THE REQUEST
Put the stretch from the line containing "find | gray baseball cap" through the end of the entries into a JSON list of strings, one string per line, skipping blank lines. Include only those lines.

SOURCE MATERIAL
────────────────────
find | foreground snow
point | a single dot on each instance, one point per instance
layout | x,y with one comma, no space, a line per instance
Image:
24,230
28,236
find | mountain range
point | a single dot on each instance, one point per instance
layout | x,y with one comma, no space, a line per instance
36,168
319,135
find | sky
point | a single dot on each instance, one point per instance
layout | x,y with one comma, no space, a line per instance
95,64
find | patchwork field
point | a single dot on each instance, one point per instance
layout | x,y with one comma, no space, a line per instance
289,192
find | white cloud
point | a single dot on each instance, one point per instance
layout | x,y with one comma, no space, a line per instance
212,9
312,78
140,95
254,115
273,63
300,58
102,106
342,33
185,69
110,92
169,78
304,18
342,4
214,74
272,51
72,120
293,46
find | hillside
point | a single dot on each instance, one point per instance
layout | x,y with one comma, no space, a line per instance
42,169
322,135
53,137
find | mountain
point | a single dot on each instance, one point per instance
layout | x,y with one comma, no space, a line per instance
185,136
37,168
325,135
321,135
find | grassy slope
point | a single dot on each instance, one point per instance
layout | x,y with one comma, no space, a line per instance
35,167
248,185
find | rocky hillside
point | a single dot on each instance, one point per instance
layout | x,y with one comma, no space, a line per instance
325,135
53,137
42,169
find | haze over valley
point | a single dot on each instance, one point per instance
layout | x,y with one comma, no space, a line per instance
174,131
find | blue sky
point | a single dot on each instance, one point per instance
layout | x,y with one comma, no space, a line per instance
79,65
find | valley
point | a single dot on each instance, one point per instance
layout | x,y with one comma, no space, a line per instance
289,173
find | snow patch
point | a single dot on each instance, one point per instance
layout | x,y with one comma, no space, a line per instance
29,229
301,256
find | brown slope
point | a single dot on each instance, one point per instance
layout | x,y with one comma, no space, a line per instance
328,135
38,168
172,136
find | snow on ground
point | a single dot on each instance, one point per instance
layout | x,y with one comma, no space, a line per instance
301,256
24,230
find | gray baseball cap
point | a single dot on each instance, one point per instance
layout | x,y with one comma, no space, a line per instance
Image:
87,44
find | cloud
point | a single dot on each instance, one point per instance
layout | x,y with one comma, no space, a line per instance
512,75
────────────────────
FINISHED ANSWER
[
  "find | gray baseball cap",
  "point | a single dot on each instance, one point per instance",
  "layout | x,y with one comma, no space, a line per instance",
  "Image:",
  "87,44",
  "find | cloud",
  "point | a single dot on each instance, one point per instance",
  "layout | x,y with one comma, no space, a line per instance",
  "512,75"
]